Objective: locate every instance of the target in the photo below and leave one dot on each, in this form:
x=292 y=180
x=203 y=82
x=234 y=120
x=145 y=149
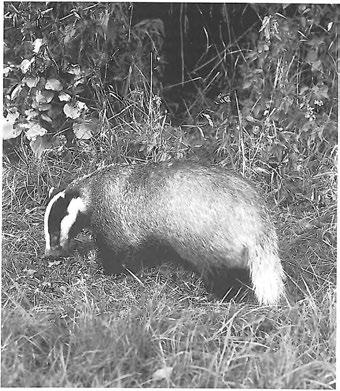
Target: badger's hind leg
x=228 y=283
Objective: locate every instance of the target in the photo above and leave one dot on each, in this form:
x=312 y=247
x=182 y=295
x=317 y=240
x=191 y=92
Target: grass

WHAT THE TASK ASKS:
Reproduce all of the records above line for line, without the pictures.

RESPONSE:
Objective: locate every instance of the target in the photo below and leave one dot on each, in this form:
x=292 y=180
x=203 y=82
x=234 y=120
x=145 y=149
Target: badger's hind leg
x=228 y=283
Objective: locate every instance of the target in the photo above and leave one dot on each, in this form:
x=312 y=247
x=182 y=295
x=317 y=240
x=191 y=92
Target: grass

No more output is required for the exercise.